About this task. The records, repeated exactly and in full, are the expected answer.
Content starts
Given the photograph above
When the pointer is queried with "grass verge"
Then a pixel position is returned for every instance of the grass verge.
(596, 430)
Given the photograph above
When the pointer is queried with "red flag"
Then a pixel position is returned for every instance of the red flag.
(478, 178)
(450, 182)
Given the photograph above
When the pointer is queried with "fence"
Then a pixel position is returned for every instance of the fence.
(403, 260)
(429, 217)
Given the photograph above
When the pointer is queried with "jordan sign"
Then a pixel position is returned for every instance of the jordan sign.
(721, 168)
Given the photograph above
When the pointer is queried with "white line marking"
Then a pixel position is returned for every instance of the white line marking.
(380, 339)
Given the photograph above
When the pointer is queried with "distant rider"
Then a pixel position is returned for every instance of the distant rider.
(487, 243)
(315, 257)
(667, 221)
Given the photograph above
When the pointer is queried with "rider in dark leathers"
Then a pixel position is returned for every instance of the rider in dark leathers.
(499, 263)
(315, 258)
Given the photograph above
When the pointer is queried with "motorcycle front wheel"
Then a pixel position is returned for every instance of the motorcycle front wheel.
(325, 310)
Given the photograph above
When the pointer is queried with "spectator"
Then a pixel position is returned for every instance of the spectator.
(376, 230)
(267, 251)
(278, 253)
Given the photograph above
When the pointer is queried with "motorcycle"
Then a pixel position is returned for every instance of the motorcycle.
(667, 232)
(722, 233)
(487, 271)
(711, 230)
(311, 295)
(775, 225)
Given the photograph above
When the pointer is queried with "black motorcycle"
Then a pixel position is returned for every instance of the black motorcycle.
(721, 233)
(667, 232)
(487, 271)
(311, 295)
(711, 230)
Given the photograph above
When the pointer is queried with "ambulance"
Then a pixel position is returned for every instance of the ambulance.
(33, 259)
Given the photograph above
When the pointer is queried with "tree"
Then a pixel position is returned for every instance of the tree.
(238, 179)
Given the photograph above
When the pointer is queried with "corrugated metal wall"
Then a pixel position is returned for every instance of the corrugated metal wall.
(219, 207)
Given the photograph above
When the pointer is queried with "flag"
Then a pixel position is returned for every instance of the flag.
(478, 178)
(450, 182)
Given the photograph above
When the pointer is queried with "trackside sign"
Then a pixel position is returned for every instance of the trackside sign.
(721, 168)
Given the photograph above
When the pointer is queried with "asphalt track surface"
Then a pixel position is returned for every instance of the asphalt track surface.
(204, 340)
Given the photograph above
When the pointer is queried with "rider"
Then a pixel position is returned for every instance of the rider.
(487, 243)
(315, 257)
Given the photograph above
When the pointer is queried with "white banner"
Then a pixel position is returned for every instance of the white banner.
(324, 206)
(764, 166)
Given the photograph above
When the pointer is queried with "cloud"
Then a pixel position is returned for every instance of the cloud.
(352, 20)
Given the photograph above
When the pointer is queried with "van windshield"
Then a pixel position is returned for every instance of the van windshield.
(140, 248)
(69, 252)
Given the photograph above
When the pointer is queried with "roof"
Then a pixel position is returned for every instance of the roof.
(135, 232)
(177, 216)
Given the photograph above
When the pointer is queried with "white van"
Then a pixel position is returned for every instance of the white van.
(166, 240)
Content ends
Response below.
Given the photograph above
When the pointer is queried with "grass verge"
Then a pixel position is returned for every instance of the grass verge.
(596, 430)
Given the photograph above
When the pointer is queried with "red flag"
Then a pixel position is returned for every instance of the red flag.
(478, 178)
(450, 182)
Given the photograph above
When the pointer is queried with "fence"
Then a pixel position is returned for every instance of the fence.
(403, 260)
(429, 217)
Given the photograph above
When the pointer is queried with "jordan sign"
Then a pixel position is returned for every instance of the jordan sign.
(721, 168)
Given the photograph above
When the pointer is queried with "white line marking"
Then a pixel position is returned for every instance of the white line marking.
(380, 339)
Given the photograph above
When the pointer is queried with "distant rider"
Then a pixel position is returned for every instance of the distant rider.
(487, 243)
(315, 257)
(667, 221)
Given the photograph above
When the pointer is queried with "rider in dark leathers"
Then a pixel position is returned for every instance of the rider in dark leathers.
(499, 263)
(315, 258)
Given the photograph above
When the pointer is queried with "motorcycle front wheel"
Then a pixel position is returned for every instance of the motorcycle front wheel.
(325, 310)
Given the photograph above
When the pointer is queried with "spectator"
Then a pixel position is returned for every instance of the spectator.
(376, 230)
(267, 251)
(278, 253)
Given the photograph above
When the pointer is queried with "motorcycle"
Then a pixel position is returned for every instance of the motorcycle.
(667, 232)
(722, 233)
(487, 271)
(711, 230)
(311, 295)
(775, 225)
Given the photograph above
When the pointer is queried with "black motorcycle"
Then a pixel position is returned for every instance of the black motorcycle.
(721, 233)
(667, 232)
(487, 271)
(311, 295)
(711, 230)
Given the photograph above
When the pointer is queried with "ambulance"
Then a pixel position is returned for every instance of the ambulance.
(33, 259)
Given the photograph above
When the pointer is queried with "tree"
Then a pixel position is returned for every instance of the tree.
(238, 179)
Given the photograph above
When the pointer is queried with "corrugated metal wall"
Then a pixel position is returned for every instance of the corrugated metal wall.
(219, 207)
Given the photograph above
When the pointer is queried with "flag"
Then a pixel position is returned for every instance of the flag.
(478, 178)
(450, 182)
Given the photograph above
When the pointer is queried with "trackside sign"
Then a pixel position is returned for every instance of the trackside sign.
(721, 168)
Given the photograph above
When the pointer is queried with "asphalt track surface"
Then a pixel position is returned for every instance of the asphalt track surface.
(204, 340)
Given the photograph above
When the pointer is queried with "rider"
Then a pixel position is returned for every instance of the rider.
(487, 243)
(315, 257)
Given the photograph above
When the pointer is queried with "white banner"
Then a pixel position is returned for every instance of the white banner.
(324, 206)
(764, 166)
Given the photograph above
When the pointer is queried with "cloud"
Then a pixel position is returned for every instance of the cloud.
(352, 20)
Given the photograph above
When the pointer is queried with "van windshield"
Then a pixel position is returned for every instance of the van windshield.
(140, 248)
(69, 252)
Given the photograph above
When the pointer is queried with "roof"
Then a pixel position is returned for every instance of the roof.
(135, 232)
(177, 216)
Given the photograph above
When the pointer is queried with "white van"
Then a pixel position is returned for every instance of the white van.
(166, 240)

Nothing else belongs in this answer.